Reading text »
- Opening Delimiter -
Superstudio - URD1011, ARC2013, LAN2013
Superstudio engages the Daniels Faculty's architecture, landscape architecture, and urban design students in the processes of urbanization that each discipline shares, and introduces the circumstances under which urban projects are pursued as professional activities.
The multidisciplinary studio is an opportunity for our mix of architecture, landscape architecture, and urban design students to discover shared concerns, approaches and design solutions — and to model the kinds of collaborative, creative and technical processes required to successfully address the complex demands of urban projects today and into the future. Second year graduate students in architecture and landscape, and advanced, incoming urban design students, work on the same set of assignments throughout the semester.
Superstudio requires students to follow a highly staged process and use specific types of 2-D and 3-D drawings, diagrams and models — all pursued in sequence, and in rapid succession. Working at the urban scale requires approximations, and involves planning, strategic thinking, and design complexities that can never be modeled all at once, or through one form of representation. Thus, Superstudio exercises require shifts in scale, and the cross-referencing of drawings, maps, data and information that are critical to this kind of urban-scale work.
- Closing Delimiter -
(Referring expression data)
- Opening Delimiter -
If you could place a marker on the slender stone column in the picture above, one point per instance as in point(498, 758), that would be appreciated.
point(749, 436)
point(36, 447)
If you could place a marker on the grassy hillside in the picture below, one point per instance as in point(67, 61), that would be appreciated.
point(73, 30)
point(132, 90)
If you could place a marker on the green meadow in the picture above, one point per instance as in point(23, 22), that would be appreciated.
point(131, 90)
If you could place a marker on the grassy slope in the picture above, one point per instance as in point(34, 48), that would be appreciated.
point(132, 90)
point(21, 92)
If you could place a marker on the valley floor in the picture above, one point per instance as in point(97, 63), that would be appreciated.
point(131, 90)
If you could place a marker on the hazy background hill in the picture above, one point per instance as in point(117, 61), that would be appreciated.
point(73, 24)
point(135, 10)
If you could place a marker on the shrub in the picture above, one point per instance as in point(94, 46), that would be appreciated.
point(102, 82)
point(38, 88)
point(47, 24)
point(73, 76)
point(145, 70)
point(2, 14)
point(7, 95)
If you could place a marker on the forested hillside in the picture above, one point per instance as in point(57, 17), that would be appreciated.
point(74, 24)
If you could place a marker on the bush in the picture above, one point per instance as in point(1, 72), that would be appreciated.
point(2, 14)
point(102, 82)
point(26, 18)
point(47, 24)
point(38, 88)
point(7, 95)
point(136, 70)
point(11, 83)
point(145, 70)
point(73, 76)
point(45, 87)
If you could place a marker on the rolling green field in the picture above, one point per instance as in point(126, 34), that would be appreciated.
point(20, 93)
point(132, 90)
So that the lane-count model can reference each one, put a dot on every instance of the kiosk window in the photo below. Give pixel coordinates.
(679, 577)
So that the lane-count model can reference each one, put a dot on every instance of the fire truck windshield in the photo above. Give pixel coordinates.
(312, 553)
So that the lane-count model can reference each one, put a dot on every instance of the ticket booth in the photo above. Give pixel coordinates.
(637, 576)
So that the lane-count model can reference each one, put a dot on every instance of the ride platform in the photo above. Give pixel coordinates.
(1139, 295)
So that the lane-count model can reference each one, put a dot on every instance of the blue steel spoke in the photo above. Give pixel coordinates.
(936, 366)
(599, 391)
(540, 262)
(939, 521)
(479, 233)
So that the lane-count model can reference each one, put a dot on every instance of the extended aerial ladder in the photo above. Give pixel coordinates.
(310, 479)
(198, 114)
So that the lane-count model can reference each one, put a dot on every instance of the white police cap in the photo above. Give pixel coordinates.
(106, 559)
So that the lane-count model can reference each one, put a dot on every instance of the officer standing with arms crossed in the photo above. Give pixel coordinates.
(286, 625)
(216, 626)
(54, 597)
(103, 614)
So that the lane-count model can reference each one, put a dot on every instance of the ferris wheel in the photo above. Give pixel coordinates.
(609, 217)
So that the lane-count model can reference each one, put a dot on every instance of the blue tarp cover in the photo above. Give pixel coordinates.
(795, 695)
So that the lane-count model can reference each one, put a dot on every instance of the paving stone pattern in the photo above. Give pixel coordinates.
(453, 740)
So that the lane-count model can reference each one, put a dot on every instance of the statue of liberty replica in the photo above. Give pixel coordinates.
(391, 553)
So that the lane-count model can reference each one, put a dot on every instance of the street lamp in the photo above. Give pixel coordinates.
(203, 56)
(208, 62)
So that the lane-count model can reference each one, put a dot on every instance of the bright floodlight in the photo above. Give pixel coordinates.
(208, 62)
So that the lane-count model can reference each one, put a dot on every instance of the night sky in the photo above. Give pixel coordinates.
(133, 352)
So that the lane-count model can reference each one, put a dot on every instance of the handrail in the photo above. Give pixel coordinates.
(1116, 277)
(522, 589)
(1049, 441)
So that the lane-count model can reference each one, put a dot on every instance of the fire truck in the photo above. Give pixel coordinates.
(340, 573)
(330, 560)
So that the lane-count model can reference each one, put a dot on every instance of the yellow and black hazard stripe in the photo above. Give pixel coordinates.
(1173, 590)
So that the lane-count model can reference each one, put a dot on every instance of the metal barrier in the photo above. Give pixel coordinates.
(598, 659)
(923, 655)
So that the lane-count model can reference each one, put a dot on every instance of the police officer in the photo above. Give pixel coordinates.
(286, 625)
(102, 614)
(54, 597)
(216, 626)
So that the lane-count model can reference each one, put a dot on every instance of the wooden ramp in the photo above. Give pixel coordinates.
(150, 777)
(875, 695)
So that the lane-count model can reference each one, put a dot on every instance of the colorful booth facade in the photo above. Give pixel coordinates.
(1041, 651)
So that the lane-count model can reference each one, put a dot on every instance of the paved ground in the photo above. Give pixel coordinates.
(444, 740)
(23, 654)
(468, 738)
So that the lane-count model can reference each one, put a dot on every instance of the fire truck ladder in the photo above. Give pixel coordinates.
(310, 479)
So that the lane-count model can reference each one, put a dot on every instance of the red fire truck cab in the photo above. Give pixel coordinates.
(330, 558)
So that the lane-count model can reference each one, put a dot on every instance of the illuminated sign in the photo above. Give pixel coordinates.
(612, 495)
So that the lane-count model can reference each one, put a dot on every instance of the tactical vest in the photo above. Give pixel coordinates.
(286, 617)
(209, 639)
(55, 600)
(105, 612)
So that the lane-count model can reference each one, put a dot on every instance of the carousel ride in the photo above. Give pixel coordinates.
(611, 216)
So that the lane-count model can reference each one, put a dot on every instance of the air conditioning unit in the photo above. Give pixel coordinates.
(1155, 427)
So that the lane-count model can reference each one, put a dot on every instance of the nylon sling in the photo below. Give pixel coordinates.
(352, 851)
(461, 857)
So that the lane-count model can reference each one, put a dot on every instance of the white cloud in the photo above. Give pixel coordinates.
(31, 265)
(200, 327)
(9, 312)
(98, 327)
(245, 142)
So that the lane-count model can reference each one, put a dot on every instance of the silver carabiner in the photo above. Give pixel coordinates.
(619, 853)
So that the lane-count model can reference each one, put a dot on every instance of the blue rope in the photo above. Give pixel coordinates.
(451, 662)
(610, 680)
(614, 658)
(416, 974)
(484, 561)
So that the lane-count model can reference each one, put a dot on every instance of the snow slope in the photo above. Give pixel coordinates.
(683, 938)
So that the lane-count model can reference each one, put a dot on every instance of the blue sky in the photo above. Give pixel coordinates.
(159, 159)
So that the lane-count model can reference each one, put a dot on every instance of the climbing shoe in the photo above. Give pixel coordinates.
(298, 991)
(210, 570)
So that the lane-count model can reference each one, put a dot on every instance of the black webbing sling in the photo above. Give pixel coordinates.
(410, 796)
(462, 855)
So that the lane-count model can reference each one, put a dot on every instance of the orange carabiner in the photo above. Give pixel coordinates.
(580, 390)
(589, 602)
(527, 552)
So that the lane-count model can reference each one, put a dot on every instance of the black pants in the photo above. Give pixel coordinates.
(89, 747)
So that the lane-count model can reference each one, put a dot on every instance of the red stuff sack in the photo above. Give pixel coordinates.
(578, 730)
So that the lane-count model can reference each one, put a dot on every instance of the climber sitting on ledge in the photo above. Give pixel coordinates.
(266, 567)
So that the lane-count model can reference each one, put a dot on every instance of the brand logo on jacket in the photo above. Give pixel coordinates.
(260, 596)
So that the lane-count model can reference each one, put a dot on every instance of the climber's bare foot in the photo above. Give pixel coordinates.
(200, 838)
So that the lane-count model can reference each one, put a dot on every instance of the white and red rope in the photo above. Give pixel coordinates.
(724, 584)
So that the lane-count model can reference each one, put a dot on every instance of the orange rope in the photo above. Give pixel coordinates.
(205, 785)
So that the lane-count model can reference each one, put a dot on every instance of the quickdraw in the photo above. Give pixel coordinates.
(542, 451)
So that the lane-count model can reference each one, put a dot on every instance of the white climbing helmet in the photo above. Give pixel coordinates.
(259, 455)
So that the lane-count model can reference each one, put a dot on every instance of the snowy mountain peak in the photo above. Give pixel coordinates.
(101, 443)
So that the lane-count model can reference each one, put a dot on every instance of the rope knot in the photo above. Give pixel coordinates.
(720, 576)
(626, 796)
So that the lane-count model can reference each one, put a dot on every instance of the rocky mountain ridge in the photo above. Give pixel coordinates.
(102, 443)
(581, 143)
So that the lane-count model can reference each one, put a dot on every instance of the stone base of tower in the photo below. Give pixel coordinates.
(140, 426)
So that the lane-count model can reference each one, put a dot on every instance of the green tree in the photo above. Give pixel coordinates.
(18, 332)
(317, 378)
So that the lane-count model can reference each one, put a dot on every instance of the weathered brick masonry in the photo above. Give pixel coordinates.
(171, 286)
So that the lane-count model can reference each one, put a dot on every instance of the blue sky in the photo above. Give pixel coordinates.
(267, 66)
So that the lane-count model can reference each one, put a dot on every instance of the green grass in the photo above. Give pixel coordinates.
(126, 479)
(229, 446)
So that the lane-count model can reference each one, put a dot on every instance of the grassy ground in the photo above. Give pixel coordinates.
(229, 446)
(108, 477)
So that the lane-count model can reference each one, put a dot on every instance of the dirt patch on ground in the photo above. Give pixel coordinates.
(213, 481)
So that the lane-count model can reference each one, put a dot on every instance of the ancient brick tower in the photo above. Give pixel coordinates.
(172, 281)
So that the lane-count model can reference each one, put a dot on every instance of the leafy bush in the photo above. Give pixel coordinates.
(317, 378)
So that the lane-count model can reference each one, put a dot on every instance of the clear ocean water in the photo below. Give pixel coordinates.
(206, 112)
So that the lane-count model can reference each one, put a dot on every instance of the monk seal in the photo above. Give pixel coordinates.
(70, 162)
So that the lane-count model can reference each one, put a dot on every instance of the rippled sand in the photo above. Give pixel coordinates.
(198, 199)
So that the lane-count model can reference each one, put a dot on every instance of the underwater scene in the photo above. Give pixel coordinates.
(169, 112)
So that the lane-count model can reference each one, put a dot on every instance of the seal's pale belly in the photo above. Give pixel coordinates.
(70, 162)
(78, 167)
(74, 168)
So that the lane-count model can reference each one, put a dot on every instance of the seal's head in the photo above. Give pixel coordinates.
- Closing Delimiter -
Exercise instructions »
1. Condense the paragraph of the Superstudio text beginning "Superstudio requires students to follow" into a short bulleted list that keeps its main facts.
2. Return everything in the Superstudio text from "Superstudio requires students" down to "of urban-scale work.", copied word for word.
The data plays no part in this work.

Results in order »
1.
- Students follow a highly staged process, using specific types of 2-D and 3-D drawings, diagrams and models in sequence and in rapid succession.
- Urban-scale work requires approximations and involves planning, strategic thinking and design complexities that cannot be modeled all at once or through one form of representation.
- The exercises therefore require shifts in scale and the cross-referencing of drawings, maps, data and information.

2.
Superstudio requires students to follow a highly staged process and use specific types of 2-D and 3-D drawings, diagrams and models — all pursued in sequence, and in rapid succession. Working at the urban scale requires approximations, and involves planning, strategic thinking, and design complexities that can never be modeled all at once, or through one form of representation. Thus, Superstudio exercises require shifts in scale, and the cross-referencing of drawings, maps, data and information that are critical to this kind of urban-scale work.